• [What is asked]: Emit the line that holds "the **construction debris pile**?" and all lines following it through the end of the data, verbatim, and nothing else.

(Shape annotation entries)
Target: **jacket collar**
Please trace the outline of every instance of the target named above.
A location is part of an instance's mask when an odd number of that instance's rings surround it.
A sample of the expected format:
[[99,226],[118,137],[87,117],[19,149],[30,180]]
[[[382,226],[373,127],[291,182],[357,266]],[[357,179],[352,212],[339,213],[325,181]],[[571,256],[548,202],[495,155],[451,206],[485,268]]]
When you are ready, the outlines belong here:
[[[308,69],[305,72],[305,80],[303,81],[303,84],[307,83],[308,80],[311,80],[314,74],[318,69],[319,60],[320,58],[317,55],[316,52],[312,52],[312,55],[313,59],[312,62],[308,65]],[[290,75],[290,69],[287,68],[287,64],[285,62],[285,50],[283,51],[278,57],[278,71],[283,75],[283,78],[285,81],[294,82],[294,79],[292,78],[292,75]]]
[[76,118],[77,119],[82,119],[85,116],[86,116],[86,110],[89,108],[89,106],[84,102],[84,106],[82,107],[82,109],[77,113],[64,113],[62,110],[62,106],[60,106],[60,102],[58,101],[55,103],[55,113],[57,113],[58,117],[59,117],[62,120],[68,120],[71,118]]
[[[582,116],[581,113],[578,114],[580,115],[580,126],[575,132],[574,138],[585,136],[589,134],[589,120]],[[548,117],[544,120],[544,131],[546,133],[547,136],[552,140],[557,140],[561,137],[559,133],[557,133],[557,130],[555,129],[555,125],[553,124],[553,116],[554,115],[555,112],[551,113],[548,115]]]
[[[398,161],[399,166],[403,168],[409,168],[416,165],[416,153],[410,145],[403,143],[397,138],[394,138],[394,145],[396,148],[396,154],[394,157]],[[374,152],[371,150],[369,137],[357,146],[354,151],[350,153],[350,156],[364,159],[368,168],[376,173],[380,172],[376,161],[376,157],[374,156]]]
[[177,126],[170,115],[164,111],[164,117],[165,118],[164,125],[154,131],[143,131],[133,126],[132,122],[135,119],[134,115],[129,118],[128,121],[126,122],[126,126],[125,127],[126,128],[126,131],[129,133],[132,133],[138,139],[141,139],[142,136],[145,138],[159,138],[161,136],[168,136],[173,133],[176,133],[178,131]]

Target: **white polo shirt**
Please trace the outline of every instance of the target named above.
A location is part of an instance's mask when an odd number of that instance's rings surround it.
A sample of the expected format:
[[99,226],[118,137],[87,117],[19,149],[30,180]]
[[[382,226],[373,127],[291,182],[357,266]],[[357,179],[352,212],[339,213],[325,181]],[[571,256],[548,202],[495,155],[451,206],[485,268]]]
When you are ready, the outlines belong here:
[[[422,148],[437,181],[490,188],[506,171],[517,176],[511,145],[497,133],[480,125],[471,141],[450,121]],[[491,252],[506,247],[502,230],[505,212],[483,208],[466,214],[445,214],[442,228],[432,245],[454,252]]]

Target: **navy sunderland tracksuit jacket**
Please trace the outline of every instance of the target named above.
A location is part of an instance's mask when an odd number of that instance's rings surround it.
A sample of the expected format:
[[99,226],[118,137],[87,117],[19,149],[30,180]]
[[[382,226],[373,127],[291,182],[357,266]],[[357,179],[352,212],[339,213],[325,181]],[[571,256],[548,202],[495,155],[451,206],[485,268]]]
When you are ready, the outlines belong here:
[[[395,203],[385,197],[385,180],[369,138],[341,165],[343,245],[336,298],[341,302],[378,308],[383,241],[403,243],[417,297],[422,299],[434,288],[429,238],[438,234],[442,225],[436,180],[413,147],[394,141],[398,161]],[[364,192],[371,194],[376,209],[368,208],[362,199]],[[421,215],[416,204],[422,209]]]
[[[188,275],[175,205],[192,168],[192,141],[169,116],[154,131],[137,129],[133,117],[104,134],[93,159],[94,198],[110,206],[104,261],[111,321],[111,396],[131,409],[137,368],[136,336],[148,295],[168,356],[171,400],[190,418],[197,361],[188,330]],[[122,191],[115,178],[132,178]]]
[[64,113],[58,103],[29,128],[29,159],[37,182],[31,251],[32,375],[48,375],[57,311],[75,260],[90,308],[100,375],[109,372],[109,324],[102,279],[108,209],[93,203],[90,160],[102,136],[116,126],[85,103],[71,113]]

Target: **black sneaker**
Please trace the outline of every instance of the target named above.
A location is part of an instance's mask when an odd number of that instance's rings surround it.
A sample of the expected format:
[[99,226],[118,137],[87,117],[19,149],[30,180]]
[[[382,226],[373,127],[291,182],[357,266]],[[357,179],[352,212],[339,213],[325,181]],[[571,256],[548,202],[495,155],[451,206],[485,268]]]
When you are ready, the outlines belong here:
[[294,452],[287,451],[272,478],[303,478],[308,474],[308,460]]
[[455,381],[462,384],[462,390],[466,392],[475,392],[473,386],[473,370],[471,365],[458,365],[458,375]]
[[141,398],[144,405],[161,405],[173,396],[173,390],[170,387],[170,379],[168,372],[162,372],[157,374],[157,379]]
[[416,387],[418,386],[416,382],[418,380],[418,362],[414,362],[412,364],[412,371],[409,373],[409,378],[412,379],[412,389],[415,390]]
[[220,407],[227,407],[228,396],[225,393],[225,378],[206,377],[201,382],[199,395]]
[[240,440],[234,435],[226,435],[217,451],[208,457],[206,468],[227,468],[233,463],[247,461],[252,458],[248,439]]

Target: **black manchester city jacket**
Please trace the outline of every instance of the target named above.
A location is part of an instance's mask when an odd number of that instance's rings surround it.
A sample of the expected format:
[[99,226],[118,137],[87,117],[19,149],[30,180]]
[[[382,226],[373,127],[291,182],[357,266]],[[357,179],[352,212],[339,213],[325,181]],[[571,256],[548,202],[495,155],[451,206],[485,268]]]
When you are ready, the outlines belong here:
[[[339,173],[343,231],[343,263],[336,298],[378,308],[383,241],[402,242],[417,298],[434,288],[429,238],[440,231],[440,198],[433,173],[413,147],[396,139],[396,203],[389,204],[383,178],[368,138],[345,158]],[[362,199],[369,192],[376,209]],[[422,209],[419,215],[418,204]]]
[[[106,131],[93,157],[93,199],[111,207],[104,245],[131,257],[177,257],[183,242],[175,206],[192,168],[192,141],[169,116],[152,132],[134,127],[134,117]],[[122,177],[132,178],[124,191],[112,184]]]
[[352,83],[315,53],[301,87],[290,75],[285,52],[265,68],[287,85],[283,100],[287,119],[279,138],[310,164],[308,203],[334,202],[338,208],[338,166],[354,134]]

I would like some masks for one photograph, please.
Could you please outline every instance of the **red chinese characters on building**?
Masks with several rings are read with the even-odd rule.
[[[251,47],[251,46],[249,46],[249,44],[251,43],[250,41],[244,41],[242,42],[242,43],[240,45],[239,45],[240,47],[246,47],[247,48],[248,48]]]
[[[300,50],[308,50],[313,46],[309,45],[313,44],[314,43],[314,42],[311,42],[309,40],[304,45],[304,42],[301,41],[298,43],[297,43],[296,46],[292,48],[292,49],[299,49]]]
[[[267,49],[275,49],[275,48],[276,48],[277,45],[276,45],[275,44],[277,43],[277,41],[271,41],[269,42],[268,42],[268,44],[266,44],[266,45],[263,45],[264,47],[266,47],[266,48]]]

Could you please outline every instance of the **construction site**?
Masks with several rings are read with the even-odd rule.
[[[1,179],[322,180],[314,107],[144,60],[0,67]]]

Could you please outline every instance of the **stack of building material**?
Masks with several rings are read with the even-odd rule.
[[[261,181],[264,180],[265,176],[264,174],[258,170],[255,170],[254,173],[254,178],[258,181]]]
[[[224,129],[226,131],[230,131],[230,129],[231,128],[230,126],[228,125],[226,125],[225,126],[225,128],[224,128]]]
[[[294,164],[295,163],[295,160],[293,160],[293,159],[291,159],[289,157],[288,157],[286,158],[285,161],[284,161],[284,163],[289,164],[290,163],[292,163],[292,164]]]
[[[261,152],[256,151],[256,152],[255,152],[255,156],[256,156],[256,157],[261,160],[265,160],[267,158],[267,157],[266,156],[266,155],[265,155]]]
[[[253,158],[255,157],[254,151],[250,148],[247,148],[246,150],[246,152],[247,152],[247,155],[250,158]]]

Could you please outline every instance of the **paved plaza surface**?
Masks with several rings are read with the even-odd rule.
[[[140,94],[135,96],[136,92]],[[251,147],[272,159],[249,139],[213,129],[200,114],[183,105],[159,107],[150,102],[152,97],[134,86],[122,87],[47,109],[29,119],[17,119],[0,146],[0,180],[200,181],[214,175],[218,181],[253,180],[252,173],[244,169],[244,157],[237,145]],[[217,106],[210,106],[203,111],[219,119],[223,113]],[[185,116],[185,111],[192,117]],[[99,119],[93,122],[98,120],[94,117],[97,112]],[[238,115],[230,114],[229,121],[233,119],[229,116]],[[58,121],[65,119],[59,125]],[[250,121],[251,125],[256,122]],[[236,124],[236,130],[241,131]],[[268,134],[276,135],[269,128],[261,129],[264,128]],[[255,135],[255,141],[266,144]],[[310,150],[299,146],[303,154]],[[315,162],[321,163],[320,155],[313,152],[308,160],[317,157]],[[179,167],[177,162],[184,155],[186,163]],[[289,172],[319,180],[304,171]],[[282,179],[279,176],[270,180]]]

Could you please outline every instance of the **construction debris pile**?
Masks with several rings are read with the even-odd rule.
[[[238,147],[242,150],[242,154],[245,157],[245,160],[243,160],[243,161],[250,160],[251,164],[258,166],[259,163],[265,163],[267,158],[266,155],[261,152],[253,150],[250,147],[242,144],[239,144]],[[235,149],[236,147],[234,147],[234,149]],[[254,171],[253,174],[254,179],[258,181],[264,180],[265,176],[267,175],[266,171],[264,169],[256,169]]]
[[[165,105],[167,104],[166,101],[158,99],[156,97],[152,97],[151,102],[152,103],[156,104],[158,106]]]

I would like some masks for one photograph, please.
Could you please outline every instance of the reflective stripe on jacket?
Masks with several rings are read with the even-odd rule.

• [Written response]:
Could you please outline every instance of the **construction debris pile**?
Masks with several rings are read with the even-odd rule.
[[[238,147],[242,150],[242,154],[245,157],[245,160],[243,160],[243,161],[250,160],[251,164],[258,166],[259,163],[265,163],[267,158],[266,155],[261,152],[253,150],[250,147],[242,144],[239,144]],[[235,149],[236,147],[234,147],[234,149]],[[254,171],[253,174],[254,179],[258,181],[264,180],[265,176],[267,175],[266,171],[264,169],[256,169]]]
[[[165,105],[167,104],[166,101],[158,99],[156,97],[152,97],[151,102],[152,103],[156,104],[158,106]]]

I would like some masks for one photograph, please.
Could you please outline every instance of the reflective stripe on jacket?
Masks with several rings are read with the even-odd rule.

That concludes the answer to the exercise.